***** Source text *****

And your failure to respond to questions I raise is what, exactly?

Apart from hypocrisy, that is.
date: Fri, 19 Sep 2008 16:42:52 +0100   author:   Terry Fields lid

Re: Calculating your carbon footprint - a load of bollocks   
Terry Fields wrote:
> Roger wrote:
> 
>> The message 
>>from Terry Fields <no.spam.here@thanks.invalid> contains these words:
>>>>> The guys quotes sourced data, with no mainpulation. Roger wanted data
>>>>> and he got it in spades.
>>>> I got a lot of bullshit from a charlatan which I haven't time to go into
>>>> in detail right now and judging by other responses I was right not to
>>>> take it as gospel. Wikipedia is a much safer source. :-)
>>> I take it then that although none of the particular points that I
>>> quoted has been challenged, either on the group or by the baying mob,
>>> that means  nothing. Character assassination is, apparently,
>>> everything.
>>> Well done on the Ostrich Approach to the Uncomfortable.
>> As I said before there are none so blind as those who will not see. 
>>
>> As is often the case on Usenet you are trying to discredit your
>> opposition by ascribing to them the tactics you yourself are using.
>>
>> I took issue with several of the more obviously suspect points. On that
>> you have so far exercised your right to silence. 
> 
> And your failure to respond to questions I raise is what, exactly?
> 
> Apart from hypocrisy, that is.

Economy and efficiency: no one responding here agrees with you - in fact 
all you have succeeded in doing is unearth yet more evidence that 
strengthens the case against your view..

Ero, you are no longer even interesting.
date: Fri, 19 Sep 2008 17:52:36 +0100   author:   The Natural Philosopher a@b.c

Re: Calculating your carbon footprint - a load of bollocks   
The Natural Philosopher wrote:

>Terry Fields wrote:
>> Roger wrote:
>> 
>>> The message 
>>>from Terry Fields <no.spam.here@thanks.invalid> contains these words:
>>>>>> The guys quotes sourced data, with no mainpulation. Roger wanted data
>>>>>> and he got it in spades.
>>>>> I got a lot of bullshit from a charlatan which I haven't time to go into
>>>>> in detail right now and judging by other responses I was right not to
>>>>> take it as gospel. Wikipedia is a much safer source. :-)
>>>> I take it then that although none of the particular points that I
>>>> quoted has been challenged, either on the group or by the baying mob,
>>>> that means  nothing. Character assassination is, apparently,
>>>> everything.
>>>> Well done on the Ostrich Approach to the Uncomfortable.
>>> As I said before there are none so blind as those who will not see.

*****

▶ **Directions**:
For each of these statements, say yes or no to whether it agrees with the newsgroup thread, and quote the words of the thread that decide it: 1. The thread's subject line calls calculating your carbon footprint "a load of bollocks." 2. The thread describes Wikipedia as a less safe source. 3. One reply says no one responding agrees with the person it addresses.

***** Supplied information *****

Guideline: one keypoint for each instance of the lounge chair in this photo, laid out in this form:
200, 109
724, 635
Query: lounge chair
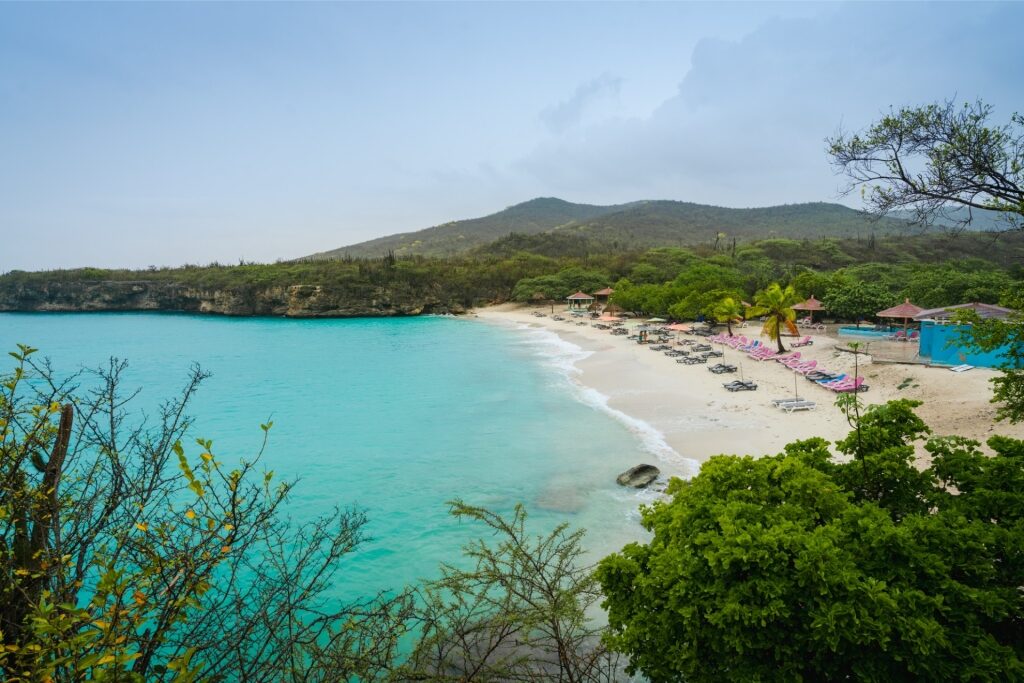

*****

▶ **Output of the exercise**:
1. Yes: "Re: Calculating your carbon footprint - a load of bollocks"
2. No: "Wikipedia is a much safer source."
3. Yes: "no one responding here agrees with you"